§ WORK REQUEST
Starting at the top of the entries below, set down every line exactly, please, until you reach the line with "[[56, 307], [87, 467], [327, 465], [226, 226]]", which is included too.

§ GIVEN RECORDS
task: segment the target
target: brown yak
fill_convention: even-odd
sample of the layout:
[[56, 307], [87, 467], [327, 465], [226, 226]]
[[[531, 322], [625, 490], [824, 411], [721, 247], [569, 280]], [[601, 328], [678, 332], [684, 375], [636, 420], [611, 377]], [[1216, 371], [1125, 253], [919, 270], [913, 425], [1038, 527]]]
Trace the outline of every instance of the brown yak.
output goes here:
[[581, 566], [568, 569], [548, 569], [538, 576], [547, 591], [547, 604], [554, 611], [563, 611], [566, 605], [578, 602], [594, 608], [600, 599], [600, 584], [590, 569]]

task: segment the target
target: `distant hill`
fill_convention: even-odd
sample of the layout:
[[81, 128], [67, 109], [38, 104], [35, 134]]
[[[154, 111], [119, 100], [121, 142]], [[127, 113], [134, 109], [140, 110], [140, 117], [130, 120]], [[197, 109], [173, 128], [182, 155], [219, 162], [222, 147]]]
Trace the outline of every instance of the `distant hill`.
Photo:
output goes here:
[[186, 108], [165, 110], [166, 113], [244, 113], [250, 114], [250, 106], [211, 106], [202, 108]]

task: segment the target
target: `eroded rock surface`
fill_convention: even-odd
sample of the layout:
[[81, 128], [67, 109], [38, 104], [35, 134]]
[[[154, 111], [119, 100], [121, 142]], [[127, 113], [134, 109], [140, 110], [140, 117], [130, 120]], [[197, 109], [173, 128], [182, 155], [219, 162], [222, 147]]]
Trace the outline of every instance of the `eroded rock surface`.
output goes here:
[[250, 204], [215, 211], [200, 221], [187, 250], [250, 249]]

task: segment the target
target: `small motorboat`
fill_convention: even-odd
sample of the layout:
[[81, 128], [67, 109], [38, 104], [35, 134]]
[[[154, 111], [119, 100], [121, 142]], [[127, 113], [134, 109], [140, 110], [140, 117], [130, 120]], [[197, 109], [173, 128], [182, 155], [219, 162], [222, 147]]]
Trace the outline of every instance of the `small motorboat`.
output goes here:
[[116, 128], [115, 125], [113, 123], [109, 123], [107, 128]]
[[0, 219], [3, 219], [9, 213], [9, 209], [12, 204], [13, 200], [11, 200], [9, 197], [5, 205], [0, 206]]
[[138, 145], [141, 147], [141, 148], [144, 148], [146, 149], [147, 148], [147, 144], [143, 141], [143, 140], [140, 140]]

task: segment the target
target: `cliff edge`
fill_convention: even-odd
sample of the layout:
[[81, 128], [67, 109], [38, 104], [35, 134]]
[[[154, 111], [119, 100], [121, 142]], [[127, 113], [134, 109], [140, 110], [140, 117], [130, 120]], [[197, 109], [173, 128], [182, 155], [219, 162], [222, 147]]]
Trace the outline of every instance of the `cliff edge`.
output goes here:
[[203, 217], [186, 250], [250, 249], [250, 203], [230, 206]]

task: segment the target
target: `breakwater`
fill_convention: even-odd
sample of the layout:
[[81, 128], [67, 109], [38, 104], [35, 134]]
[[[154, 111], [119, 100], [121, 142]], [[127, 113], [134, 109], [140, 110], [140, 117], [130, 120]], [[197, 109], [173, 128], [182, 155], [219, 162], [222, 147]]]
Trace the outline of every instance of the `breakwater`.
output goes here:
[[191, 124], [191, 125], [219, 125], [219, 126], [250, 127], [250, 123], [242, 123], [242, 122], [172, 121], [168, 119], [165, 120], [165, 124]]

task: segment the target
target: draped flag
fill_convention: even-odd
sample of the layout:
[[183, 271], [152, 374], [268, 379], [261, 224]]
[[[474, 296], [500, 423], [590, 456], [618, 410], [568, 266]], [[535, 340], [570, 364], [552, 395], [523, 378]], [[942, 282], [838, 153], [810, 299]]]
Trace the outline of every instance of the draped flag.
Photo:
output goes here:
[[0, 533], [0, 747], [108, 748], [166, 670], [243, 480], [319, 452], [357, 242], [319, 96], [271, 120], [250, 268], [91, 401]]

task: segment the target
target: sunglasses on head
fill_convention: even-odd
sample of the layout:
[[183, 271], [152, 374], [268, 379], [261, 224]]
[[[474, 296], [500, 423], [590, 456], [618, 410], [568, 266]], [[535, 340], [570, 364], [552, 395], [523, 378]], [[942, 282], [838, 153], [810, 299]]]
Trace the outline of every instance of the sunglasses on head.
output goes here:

§ OUTPUT
task: segment the target
target: brown yak
fill_convention: even-odd
sample of the layout:
[[56, 307], [87, 467], [327, 465], [226, 226]]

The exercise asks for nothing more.